EXTRACTED MATERIAL:
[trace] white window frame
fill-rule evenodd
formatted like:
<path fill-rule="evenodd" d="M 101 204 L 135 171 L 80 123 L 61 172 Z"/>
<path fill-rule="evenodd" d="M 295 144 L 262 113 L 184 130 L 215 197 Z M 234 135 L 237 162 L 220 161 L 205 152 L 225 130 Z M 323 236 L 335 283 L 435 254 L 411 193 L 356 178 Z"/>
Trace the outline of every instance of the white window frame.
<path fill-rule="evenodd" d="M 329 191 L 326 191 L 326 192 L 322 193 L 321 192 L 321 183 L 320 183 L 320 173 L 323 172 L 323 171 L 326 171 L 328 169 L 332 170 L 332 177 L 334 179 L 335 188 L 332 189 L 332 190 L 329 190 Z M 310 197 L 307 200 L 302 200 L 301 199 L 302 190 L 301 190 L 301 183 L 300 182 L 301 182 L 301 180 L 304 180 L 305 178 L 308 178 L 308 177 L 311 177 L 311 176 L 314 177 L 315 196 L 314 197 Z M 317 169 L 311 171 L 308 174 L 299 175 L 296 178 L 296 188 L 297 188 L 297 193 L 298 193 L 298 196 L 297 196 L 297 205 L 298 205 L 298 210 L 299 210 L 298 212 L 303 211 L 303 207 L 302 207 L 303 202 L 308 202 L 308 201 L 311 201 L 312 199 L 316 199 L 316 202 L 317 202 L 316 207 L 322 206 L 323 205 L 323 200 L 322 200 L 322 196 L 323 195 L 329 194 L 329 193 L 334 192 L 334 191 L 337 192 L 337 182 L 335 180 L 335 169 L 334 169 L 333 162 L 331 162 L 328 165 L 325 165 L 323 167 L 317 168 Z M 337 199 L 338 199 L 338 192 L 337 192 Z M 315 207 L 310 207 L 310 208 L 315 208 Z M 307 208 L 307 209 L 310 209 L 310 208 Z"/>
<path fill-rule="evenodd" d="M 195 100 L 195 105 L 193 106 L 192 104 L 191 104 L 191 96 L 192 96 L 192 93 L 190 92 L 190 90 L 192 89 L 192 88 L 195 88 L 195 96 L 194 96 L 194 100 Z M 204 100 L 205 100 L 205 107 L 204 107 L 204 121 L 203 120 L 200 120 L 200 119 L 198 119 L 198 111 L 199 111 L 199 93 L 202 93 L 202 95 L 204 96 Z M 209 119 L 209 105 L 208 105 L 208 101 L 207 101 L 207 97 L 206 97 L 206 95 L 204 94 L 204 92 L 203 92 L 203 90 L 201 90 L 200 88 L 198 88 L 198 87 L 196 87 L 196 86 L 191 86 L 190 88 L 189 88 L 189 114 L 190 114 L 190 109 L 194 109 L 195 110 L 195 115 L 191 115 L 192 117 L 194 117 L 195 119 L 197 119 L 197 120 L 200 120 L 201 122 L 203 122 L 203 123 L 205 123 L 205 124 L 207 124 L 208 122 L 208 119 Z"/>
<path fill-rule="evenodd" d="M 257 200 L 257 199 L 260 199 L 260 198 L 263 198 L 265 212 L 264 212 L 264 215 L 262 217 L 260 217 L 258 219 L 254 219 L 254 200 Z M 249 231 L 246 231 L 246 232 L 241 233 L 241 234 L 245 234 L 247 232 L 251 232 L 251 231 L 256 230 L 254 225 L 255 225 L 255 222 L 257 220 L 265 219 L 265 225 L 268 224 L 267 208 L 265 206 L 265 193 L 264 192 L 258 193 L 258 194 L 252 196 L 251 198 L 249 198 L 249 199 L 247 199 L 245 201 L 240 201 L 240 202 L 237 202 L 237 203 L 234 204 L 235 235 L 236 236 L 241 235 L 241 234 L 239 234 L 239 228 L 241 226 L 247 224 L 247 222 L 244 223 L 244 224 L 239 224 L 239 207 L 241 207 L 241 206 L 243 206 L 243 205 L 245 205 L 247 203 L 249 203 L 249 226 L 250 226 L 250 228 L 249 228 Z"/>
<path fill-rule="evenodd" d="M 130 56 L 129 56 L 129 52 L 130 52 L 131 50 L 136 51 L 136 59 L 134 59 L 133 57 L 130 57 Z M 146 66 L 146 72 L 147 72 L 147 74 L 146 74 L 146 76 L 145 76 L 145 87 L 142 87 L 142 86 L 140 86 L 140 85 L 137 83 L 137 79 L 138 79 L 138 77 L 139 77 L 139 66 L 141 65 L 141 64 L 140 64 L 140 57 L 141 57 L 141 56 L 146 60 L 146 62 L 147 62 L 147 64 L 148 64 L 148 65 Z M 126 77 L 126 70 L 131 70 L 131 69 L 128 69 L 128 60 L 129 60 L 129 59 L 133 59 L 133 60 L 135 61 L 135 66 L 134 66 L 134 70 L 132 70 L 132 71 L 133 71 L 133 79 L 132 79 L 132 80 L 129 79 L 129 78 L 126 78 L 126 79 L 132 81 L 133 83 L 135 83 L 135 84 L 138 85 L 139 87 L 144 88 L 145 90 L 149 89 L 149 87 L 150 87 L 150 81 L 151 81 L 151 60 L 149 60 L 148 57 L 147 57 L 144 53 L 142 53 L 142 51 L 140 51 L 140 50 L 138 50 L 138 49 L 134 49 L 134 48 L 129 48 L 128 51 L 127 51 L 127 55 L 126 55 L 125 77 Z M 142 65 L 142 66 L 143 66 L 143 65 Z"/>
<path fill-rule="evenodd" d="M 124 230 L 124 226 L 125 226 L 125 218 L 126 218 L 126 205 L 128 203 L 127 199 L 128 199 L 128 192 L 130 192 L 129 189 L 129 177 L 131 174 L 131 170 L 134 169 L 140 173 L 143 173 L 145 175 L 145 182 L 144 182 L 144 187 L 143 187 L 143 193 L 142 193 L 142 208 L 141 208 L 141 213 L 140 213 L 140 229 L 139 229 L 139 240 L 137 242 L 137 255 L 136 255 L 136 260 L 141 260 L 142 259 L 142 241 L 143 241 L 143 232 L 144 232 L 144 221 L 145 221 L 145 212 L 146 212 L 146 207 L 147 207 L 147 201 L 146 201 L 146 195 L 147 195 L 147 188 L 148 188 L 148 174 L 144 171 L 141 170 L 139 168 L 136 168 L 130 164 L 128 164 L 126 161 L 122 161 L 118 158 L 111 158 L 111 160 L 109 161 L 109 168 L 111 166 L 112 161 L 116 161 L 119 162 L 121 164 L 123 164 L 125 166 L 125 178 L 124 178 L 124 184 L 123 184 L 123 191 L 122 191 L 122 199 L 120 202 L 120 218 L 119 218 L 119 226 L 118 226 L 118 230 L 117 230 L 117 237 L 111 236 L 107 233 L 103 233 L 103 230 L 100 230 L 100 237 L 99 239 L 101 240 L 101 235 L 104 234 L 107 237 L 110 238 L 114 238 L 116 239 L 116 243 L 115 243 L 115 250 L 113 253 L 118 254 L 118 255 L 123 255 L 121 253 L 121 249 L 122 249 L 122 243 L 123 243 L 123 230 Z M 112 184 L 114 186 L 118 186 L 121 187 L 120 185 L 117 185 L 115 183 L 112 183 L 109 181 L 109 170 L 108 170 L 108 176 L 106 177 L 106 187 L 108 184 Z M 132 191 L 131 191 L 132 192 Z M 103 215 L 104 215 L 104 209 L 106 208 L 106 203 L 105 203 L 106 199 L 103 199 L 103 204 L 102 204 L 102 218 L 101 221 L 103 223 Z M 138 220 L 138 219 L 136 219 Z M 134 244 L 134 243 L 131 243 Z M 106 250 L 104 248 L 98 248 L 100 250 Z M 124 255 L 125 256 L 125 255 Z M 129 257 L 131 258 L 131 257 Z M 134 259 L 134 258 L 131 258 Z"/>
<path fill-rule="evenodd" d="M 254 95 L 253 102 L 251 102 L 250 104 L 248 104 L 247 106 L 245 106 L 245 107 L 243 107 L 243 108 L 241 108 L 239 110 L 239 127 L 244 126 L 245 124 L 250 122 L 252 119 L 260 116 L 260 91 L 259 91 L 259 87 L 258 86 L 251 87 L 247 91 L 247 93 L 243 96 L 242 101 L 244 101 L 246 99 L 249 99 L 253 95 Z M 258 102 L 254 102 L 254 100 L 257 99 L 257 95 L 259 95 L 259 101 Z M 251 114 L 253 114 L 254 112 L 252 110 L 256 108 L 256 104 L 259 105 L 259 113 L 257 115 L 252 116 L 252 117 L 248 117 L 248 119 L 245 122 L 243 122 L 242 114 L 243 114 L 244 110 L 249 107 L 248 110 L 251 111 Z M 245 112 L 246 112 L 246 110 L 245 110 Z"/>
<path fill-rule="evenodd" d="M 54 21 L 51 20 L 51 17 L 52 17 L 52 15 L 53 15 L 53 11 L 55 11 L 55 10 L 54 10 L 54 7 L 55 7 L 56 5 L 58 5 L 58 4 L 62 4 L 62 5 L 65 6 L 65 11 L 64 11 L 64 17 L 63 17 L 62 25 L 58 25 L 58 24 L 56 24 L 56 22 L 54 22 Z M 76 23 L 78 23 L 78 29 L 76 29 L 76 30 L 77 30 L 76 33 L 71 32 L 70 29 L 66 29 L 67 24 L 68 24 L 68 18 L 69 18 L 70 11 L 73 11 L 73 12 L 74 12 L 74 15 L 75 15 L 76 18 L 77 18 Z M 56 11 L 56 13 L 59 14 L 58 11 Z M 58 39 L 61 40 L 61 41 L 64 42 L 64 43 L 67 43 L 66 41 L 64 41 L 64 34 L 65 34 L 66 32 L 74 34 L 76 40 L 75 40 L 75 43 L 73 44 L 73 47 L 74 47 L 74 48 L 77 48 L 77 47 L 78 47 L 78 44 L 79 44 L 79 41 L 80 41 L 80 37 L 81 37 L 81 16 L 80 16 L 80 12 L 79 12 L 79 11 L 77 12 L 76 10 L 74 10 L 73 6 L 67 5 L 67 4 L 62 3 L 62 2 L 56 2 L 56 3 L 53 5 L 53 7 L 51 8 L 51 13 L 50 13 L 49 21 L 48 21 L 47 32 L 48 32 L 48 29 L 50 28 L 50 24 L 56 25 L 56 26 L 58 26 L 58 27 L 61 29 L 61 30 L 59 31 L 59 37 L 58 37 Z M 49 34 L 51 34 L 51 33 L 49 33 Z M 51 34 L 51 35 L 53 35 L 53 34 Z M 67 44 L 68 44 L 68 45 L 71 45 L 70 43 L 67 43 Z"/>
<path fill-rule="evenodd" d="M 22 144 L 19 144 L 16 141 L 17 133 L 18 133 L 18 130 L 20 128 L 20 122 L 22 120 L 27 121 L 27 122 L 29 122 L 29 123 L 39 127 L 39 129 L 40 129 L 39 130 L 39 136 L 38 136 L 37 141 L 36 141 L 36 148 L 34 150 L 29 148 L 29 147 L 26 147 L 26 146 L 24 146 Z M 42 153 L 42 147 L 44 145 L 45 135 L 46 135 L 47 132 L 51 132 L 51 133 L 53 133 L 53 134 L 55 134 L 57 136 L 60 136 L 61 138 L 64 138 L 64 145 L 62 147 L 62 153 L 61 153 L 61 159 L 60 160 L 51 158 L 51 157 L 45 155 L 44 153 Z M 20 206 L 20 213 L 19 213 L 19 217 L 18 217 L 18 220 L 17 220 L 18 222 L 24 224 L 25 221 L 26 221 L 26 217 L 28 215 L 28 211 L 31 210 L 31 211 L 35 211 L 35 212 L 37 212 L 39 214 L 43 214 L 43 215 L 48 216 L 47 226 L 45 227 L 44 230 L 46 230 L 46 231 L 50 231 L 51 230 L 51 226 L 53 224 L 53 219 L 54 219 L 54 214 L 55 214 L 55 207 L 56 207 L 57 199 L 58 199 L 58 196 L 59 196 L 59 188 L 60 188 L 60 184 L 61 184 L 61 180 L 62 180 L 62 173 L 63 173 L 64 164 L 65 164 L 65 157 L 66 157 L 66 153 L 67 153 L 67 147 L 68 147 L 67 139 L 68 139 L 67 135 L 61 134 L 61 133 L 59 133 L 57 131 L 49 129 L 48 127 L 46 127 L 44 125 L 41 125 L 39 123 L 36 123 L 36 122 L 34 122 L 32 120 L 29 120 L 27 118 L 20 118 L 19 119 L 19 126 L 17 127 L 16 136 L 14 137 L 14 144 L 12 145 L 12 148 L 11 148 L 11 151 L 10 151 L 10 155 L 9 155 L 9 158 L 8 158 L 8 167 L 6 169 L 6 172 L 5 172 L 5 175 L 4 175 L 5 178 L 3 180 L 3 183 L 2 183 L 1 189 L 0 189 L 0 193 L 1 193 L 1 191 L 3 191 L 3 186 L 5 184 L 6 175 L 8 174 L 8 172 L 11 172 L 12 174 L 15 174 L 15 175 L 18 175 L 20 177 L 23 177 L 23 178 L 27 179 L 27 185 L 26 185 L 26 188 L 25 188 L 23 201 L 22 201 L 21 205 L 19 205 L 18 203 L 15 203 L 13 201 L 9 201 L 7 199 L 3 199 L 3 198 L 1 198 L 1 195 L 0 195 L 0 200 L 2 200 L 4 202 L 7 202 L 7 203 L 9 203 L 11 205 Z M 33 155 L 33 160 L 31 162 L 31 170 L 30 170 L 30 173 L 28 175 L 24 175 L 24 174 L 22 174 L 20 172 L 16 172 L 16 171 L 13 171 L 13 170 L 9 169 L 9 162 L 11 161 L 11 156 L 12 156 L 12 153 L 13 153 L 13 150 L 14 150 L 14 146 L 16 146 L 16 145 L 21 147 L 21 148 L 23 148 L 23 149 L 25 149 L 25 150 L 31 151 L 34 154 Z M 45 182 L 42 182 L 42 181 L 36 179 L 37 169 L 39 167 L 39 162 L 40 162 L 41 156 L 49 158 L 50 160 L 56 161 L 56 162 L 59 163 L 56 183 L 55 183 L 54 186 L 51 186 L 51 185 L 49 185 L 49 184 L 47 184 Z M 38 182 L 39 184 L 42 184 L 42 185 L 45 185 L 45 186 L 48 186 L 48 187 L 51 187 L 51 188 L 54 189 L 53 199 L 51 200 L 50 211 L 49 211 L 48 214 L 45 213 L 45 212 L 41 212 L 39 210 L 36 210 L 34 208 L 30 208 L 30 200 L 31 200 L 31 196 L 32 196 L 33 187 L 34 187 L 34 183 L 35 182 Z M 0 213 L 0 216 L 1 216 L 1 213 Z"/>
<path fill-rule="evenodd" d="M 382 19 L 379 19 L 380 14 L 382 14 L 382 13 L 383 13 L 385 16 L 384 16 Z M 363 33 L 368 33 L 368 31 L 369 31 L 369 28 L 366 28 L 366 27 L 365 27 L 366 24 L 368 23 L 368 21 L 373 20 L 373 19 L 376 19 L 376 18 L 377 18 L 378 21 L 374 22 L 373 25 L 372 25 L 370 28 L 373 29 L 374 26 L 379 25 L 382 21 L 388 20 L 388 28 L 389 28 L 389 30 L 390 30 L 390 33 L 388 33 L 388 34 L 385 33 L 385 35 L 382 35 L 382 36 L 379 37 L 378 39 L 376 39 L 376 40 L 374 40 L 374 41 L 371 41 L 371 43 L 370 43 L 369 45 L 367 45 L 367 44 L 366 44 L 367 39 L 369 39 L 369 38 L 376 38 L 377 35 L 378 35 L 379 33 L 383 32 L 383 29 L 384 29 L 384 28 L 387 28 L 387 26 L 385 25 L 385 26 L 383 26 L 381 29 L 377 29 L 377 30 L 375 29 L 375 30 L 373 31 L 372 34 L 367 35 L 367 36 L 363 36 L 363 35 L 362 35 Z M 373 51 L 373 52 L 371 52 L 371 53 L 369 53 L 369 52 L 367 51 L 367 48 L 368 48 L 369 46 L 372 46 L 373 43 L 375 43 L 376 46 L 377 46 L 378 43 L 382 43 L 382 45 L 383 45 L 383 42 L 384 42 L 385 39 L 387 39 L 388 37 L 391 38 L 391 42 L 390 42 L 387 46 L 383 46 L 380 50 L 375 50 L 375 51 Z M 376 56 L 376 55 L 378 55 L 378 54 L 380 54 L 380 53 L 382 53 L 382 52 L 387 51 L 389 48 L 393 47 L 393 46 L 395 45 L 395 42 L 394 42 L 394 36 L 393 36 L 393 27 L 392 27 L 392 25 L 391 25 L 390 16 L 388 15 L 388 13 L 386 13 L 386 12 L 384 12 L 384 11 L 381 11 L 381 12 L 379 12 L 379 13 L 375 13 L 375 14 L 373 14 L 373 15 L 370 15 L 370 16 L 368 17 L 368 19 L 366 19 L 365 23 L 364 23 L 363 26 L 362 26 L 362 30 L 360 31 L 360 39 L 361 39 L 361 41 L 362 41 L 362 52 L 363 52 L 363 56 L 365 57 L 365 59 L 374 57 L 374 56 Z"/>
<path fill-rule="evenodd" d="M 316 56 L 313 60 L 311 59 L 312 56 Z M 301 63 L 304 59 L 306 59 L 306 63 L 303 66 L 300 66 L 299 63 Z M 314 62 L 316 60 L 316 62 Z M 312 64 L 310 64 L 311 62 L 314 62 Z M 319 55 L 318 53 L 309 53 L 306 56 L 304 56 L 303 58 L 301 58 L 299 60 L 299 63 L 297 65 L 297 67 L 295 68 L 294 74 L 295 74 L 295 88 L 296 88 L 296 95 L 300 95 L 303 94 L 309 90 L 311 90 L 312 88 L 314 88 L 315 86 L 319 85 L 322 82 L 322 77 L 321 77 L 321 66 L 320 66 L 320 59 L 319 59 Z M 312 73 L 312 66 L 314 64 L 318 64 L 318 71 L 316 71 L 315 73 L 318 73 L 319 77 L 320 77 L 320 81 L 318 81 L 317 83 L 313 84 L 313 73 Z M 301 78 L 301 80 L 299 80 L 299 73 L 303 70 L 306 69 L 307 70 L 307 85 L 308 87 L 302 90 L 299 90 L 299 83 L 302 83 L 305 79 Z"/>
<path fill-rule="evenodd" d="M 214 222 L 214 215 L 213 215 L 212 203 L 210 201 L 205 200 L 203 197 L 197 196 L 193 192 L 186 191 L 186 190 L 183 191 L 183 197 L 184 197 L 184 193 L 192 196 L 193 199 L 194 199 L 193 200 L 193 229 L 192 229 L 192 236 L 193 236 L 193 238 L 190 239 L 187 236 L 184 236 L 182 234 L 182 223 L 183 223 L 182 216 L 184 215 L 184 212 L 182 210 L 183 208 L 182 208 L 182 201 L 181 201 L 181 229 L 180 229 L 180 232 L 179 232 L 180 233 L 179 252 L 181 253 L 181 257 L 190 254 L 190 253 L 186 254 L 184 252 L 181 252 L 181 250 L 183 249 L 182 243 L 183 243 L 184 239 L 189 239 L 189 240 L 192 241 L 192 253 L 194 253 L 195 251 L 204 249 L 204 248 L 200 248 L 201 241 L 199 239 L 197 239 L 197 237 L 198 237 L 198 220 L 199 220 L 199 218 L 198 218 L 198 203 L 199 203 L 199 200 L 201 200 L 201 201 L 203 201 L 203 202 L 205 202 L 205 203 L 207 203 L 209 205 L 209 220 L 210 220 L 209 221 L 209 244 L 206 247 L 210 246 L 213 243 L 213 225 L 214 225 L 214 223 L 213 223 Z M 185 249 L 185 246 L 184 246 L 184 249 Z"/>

ASSIGNMENT: Give the lines of the material above again, exactly, from its first line through the line that contains "295 144 L 262" and no further.

RESULT OF THIS EXERCISE:
[trace] white window frame
fill-rule evenodd
formatted like:
<path fill-rule="evenodd" d="M 101 204 L 135 171 L 80 123 L 61 172 Z"/>
<path fill-rule="evenodd" d="M 295 144 L 262 113 L 184 130 L 215 197 Z M 234 135 L 237 162 L 220 161 L 205 152 L 225 130 Z M 323 236 L 335 283 L 435 254 L 411 193 L 356 178 Z"/>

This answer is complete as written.